> DOCUMENT EXTRACT:

Reply
Mon 23 May, 2011 10:26 pm
1. (B > P) > S

2. P > S

3. (S v B) > C / ~C v B

I've tried to come at this with both indirect and conditional proof methods (and both together), but I can't make any headway at all. Any help or suggestions would be appreciated!

@whatisinevidence,

Here is an example of one of my failed attempts...

1. (B > P) > S

2. P > S

3. (S v B) > C / ~C v B

4. ~(S v B) v C (3 Impl)

5. (~S • ~ B) v C (4 DM)

6. C v (~S • ~ B) (5 Comm)

7. ~C > (~S • ~ B)

. 8. ~C (ACP)

. 9. ~S • ~ B (7, 8 MP)

. 10. ~S (9, Simpl)

. 11. ~P (2, 9 MT)

12. ~C > ~P (8-11 CP)

13. P > C (12, Trans)

. 14. P (13 ACP)

. 15. C (13, 14 MP)

. 16. S (2, 14 MP)

17. C > S (CP)

(8-11 and 14-16 should be indented)

@whatisinevidence,

This is not a tautology ,hence not provable

Here is a proof that the above is not a tautology:

Put B=false , P=true ,S=true ,C= true and we have :

for .......1) (F=>T)=>T ................................which is T

..............2) T=> T ........................................Which is T

..............3) (TvF) => T.................................Which is T

Hence : [(B=>P) =>S] & (P=>S)&[(SvB) =>C] .......................IS T

But ~CvB = FvF .....Hence F. So we have T=>F.

Thus the above is not a tautology and therefor not provable

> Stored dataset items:
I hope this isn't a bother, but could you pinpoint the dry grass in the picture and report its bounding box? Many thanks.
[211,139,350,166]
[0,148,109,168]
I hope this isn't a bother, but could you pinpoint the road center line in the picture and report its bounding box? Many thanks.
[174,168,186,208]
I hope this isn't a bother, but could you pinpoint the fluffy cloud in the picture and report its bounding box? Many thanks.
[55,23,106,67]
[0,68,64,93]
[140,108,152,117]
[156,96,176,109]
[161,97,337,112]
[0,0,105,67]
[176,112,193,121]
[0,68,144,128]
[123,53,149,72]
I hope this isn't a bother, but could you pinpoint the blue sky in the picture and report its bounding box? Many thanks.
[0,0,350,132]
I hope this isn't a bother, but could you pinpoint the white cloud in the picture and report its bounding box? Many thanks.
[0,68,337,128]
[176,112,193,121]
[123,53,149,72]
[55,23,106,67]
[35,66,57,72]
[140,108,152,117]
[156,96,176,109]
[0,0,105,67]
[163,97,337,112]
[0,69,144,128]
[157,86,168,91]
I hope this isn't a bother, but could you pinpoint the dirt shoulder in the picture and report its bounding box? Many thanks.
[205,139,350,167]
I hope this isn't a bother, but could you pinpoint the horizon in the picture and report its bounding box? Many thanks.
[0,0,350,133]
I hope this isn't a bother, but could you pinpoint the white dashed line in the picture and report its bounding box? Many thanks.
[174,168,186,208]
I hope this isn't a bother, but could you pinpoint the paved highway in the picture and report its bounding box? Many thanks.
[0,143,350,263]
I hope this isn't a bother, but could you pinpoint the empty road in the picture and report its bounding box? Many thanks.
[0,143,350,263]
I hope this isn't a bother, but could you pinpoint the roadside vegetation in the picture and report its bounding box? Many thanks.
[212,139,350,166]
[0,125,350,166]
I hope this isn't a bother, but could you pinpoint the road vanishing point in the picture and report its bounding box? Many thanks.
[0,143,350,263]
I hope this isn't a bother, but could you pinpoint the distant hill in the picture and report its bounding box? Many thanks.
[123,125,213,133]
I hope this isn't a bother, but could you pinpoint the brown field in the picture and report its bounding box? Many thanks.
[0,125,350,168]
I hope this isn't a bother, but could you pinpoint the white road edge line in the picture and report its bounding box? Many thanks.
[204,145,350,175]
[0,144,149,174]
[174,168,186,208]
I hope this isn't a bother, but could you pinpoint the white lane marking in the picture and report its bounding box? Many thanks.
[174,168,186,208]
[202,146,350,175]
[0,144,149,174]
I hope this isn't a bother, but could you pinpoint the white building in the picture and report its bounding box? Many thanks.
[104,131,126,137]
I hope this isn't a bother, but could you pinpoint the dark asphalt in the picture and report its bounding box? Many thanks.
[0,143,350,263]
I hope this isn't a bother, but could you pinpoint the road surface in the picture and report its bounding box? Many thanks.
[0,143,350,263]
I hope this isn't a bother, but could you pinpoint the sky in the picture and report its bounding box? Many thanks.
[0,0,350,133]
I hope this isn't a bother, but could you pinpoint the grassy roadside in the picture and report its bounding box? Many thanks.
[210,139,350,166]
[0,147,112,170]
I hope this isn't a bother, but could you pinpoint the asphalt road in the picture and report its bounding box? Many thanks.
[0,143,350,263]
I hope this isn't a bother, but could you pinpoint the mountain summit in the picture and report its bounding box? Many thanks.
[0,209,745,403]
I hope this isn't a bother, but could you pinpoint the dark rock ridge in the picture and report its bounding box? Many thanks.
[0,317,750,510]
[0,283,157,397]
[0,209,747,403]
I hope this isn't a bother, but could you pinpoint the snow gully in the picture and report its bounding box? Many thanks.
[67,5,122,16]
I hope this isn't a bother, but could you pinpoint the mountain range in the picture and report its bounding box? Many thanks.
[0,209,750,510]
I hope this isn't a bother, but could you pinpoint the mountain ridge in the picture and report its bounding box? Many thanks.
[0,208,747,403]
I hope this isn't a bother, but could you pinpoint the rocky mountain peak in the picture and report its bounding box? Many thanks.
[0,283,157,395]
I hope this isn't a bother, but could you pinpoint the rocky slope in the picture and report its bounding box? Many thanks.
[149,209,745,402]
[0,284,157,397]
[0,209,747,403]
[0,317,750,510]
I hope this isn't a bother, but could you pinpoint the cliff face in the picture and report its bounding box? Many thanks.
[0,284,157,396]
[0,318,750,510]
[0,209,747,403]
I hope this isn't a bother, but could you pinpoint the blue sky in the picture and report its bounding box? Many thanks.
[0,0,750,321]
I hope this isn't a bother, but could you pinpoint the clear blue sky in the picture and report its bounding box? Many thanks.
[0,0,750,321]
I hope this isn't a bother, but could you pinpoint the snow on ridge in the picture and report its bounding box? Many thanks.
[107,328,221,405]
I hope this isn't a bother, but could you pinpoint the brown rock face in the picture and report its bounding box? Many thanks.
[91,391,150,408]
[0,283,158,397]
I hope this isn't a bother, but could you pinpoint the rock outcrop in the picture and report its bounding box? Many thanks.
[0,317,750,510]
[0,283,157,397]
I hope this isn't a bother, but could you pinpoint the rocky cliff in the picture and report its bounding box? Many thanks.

> GIVEN EXERCISE:
Repeat the passage of the logic proof thread that starts with "Put B=false , P=true" and goes on through "we have T=>F.".

> RESULT FOR THIS TASK:
Put B=false , P=true ,S=true ,C= true and we have :

for .......1) (F=>T)=>T ................................which is T

..............2) T=> T ........................................Which is T

..............3) (TvF) => T.................................Which is T

Hence : [(B=>P) =>S] & (P=>S)&[(SvB) =>C] .......................IS T

But ~CvB = FvF .....Hence F. So we have T=>F.